═════ STUDY MATERIAL

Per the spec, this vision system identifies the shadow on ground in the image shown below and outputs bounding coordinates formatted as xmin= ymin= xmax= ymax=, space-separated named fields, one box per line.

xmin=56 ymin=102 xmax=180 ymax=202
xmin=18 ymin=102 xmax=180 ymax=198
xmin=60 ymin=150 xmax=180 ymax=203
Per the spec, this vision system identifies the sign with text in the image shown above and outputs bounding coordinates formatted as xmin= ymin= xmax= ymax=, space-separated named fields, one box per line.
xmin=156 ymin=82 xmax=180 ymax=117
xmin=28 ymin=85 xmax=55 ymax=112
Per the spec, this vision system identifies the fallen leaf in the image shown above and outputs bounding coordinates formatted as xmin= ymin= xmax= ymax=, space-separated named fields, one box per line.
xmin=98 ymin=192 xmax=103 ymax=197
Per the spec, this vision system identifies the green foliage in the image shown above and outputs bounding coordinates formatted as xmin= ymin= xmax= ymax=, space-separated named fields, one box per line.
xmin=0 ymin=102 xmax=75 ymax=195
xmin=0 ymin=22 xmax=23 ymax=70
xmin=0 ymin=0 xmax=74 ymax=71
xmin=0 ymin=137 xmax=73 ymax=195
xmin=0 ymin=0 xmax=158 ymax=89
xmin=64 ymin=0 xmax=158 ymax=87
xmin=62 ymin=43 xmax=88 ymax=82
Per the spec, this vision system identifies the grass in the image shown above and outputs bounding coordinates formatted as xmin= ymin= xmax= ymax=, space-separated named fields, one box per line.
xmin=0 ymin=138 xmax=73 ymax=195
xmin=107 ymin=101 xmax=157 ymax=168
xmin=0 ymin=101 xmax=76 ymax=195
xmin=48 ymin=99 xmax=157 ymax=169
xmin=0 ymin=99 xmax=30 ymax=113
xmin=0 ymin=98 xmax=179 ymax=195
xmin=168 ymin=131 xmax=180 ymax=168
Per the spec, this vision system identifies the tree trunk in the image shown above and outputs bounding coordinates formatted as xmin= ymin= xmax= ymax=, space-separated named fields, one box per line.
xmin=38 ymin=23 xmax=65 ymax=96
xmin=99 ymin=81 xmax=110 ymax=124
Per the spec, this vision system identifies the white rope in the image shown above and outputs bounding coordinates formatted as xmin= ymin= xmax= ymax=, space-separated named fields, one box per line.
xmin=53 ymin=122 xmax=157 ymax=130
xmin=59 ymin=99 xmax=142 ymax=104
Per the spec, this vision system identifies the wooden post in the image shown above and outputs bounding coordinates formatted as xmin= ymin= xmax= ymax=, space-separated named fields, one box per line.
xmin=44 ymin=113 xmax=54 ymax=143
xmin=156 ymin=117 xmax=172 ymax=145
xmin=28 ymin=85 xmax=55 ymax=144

══════════

Print each line above exactly as it stands.

Per the spec, this vision system identifies the shadow on ground in the image shown below and outputs bounding coordinates formatted as xmin= ymin= xmax= ymax=, space-separated named fields, one box per line.

xmin=56 ymin=102 xmax=180 ymax=202
xmin=18 ymin=102 xmax=180 ymax=198
xmin=60 ymin=150 xmax=180 ymax=203
Per the spec, this vision system identifies the sign with text in the image shown above and outputs bounding coordinates formatted as xmin= ymin= xmax= ymax=, space-separated named fields, one box per line.
xmin=156 ymin=82 xmax=180 ymax=117
xmin=28 ymin=85 xmax=55 ymax=112
Per the spec, this vision system identifies the fallen leaf in the image shown above and outputs bounding coordinates formatted as xmin= ymin= xmax= ymax=, space-separated named fields, one box per line.
xmin=98 ymin=192 xmax=103 ymax=197
Per the spec, this vision system identifies the green foliage in the image shown above and outputs bounding coordinates formatted as xmin= ymin= xmax= ymax=, space-separated named fields, one box per line.
xmin=0 ymin=102 xmax=75 ymax=195
xmin=0 ymin=22 xmax=23 ymax=70
xmin=0 ymin=0 xmax=74 ymax=71
xmin=0 ymin=137 xmax=73 ymax=195
xmin=0 ymin=0 xmax=158 ymax=89
xmin=64 ymin=0 xmax=158 ymax=87
xmin=62 ymin=43 xmax=88 ymax=82
Per the spec, this vision system identifies the grass in the image shown above and outputs bounding coordinates formatted as xmin= ymin= xmax= ymax=, space-separated named fields, one box per line.
xmin=0 ymin=138 xmax=73 ymax=195
xmin=107 ymin=101 xmax=157 ymax=168
xmin=0 ymin=101 xmax=76 ymax=195
xmin=48 ymin=99 xmax=157 ymax=169
xmin=0 ymin=99 xmax=30 ymax=113
xmin=0 ymin=98 xmax=179 ymax=195
xmin=168 ymin=131 xmax=180 ymax=168
Per the spec, this vision system identifies the tree trunk in the image shown above and outputs bounding coordinates formatted as xmin= ymin= xmax= ymax=, space-separated named fields, one box per line.
xmin=38 ymin=23 xmax=65 ymax=96
xmin=99 ymin=81 xmax=110 ymax=124
Per the spec, this vision system identifies the white rope in the image shown above and outputs bounding coordinates formatted as xmin= ymin= xmax= ymax=, space-separated named fields, one box per line.
xmin=53 ymin=122 xmax=157 ymax=130
xmin=59 ymin=99 xmax=142 ymax=104
Per the spec, this vision system identifies the wooden post in the image shown above and outputs bounding coordinates formatted as xmin= ymin= xmax= ymax=, space-separated named fields, one box per line.
xmin=44 ymin=113 xmax=54 ymax=143
xmin=156 ymin=117 xmax=172 ymax=145
xmin=28 ymin=85 xmax=55 ymax=144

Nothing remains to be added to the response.